(A block of data)
===

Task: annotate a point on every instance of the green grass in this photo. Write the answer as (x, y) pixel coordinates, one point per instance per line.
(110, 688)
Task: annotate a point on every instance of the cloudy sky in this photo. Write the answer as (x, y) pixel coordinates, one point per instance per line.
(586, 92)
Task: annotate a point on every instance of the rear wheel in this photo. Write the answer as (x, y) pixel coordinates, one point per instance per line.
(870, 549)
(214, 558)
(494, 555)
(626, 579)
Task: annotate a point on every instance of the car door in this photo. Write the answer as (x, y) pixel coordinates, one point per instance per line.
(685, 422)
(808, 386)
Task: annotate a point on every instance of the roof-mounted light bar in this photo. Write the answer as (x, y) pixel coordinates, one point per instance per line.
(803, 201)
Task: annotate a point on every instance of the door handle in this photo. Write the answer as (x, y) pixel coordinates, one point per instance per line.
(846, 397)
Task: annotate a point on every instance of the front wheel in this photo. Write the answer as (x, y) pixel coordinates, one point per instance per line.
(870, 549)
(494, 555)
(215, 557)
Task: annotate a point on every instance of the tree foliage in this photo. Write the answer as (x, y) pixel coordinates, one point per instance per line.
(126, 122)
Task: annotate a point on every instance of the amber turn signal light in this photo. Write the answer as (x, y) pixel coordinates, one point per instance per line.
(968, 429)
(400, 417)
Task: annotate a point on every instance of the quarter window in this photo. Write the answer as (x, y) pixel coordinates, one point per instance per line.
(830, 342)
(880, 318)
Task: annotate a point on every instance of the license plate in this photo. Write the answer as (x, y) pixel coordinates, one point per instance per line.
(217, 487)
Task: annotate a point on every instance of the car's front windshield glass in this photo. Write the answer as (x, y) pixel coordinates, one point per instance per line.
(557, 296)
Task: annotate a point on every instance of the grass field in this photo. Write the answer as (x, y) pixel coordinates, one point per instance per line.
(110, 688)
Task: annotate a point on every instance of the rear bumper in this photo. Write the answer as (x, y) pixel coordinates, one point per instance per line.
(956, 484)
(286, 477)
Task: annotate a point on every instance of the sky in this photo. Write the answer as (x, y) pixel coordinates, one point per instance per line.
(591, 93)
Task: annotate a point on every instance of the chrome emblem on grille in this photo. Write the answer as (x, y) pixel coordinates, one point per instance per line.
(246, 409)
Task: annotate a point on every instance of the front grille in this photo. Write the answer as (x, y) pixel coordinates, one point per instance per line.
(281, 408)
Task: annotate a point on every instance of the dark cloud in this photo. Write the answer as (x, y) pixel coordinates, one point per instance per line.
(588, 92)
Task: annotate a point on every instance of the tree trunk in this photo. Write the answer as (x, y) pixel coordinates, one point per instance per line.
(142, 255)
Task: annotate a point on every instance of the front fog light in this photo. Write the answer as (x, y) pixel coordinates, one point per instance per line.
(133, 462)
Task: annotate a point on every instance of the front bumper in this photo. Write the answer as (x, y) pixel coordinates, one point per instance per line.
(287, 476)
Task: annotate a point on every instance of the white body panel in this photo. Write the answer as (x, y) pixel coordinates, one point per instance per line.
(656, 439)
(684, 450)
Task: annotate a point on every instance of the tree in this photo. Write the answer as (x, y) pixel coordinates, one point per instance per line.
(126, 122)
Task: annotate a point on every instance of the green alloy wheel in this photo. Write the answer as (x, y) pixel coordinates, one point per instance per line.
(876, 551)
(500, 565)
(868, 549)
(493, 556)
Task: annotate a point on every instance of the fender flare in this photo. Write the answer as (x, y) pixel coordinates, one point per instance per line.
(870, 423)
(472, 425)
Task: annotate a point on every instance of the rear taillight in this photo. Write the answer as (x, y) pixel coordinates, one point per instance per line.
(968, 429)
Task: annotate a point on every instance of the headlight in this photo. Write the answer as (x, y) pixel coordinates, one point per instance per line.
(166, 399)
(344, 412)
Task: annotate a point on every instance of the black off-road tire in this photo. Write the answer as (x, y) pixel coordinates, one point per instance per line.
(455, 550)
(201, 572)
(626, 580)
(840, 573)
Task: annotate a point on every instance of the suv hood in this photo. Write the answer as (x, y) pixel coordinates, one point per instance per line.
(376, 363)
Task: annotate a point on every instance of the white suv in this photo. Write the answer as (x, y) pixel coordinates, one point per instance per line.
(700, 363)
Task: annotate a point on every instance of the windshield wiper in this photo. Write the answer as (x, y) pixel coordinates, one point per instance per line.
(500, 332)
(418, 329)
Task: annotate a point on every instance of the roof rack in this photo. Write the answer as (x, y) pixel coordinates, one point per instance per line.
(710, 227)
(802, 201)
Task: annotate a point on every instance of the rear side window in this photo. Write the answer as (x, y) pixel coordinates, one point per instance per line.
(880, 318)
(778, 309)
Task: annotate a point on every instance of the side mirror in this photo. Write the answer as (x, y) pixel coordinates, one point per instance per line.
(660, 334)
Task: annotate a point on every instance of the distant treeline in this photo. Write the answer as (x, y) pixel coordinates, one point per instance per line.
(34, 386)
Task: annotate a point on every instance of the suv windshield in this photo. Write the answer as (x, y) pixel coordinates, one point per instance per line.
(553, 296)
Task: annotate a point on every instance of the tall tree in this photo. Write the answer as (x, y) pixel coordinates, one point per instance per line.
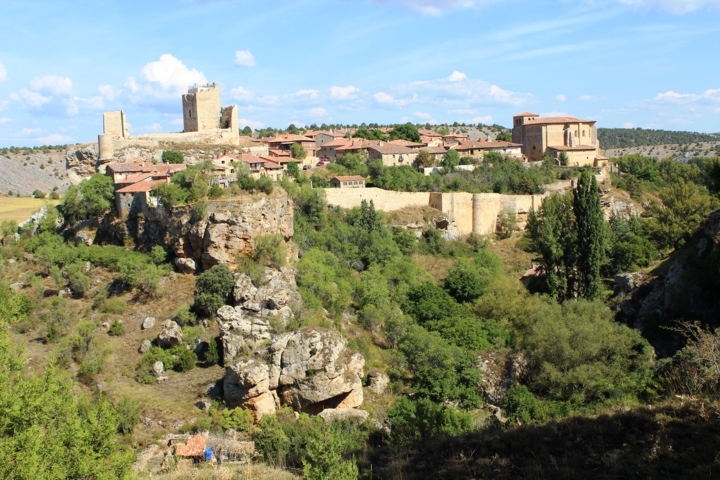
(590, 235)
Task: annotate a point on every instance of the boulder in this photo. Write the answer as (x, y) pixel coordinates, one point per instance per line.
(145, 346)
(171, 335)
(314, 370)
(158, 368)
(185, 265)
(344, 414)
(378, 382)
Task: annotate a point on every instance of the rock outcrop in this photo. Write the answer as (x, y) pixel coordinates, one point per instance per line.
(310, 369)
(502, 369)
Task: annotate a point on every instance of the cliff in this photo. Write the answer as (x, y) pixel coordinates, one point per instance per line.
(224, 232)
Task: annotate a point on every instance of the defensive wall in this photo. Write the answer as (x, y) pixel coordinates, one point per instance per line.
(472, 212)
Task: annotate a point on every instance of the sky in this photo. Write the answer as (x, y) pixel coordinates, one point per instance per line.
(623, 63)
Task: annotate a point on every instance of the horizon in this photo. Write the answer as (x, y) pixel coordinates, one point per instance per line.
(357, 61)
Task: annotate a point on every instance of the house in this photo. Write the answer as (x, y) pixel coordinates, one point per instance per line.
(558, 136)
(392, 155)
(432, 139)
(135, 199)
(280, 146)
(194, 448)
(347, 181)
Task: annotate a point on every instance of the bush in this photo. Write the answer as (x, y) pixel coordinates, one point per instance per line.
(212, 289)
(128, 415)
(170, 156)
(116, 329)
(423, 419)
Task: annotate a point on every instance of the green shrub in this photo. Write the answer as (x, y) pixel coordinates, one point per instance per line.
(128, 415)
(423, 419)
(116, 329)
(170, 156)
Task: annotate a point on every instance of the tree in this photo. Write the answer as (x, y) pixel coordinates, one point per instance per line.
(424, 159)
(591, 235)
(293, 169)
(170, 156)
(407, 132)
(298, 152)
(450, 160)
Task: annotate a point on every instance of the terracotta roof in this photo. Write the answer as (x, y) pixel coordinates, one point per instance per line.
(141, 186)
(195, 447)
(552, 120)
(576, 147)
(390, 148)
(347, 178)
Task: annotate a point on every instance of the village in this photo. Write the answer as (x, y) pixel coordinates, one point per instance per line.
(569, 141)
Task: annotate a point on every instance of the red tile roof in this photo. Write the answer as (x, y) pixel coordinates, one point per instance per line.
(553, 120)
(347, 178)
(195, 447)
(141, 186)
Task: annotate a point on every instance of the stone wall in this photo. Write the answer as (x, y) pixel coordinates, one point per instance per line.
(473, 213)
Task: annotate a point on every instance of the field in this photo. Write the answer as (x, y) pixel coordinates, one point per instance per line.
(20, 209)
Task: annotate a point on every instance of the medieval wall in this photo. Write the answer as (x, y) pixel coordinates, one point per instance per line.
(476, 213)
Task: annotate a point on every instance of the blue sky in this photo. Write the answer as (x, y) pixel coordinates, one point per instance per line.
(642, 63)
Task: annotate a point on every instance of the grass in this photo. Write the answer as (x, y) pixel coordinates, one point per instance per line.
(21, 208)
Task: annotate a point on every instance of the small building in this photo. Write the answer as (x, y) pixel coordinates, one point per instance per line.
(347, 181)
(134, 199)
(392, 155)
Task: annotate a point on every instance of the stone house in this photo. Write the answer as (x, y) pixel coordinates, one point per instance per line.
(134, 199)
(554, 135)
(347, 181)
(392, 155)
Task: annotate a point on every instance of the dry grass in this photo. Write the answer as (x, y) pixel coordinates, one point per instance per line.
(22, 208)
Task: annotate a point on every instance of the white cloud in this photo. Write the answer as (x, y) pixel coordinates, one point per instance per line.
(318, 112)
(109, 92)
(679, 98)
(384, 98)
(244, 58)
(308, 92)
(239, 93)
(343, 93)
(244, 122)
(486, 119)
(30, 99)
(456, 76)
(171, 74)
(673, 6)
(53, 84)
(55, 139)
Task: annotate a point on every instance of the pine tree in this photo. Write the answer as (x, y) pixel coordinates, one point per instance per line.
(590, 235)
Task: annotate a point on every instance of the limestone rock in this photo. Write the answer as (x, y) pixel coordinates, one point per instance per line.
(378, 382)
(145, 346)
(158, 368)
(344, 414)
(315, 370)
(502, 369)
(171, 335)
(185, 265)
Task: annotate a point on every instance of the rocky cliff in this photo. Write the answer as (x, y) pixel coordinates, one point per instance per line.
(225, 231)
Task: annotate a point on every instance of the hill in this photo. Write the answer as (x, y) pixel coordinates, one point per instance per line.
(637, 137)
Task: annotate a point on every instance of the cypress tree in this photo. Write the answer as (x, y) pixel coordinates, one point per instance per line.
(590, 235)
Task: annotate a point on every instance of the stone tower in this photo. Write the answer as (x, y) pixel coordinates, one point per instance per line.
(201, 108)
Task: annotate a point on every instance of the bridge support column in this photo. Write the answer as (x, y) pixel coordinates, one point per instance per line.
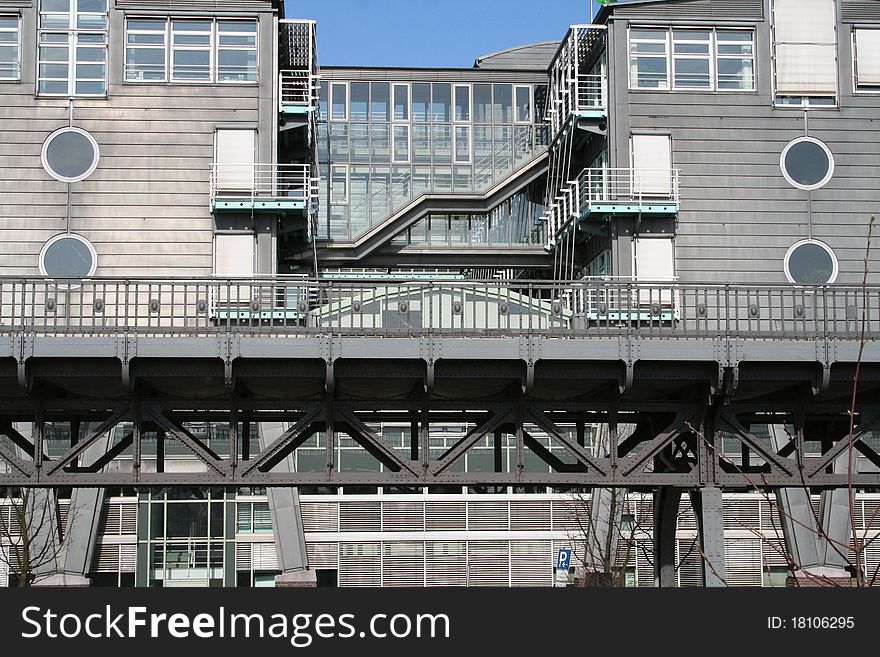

===

> _The task_
In the part of the listing above that opens with the line containing "Task: annotate a point on every instance of the cypress" and runs through the end of the listing, substitute "bell tower" for "stone tower" and reproduce those lines with nothing else changed. Leave the pictures out of your answer.

> _Answer to this problem_
Task: annotate a point on every instance of the cypress tree in this photo. Write the answer as (x, y) pixel coordinates, one point per instance per line.
(590, 235)
Task: annotate a point on every instance of the bell tower in this photo. Write the answer as (x, y) pixel coordinates, one point per instance per line.
(201, 108)
Task: annotate a point on every instance of the bridge support column in this photo. Write the answer as (x, y) pixel coordinates, one point per instance per line.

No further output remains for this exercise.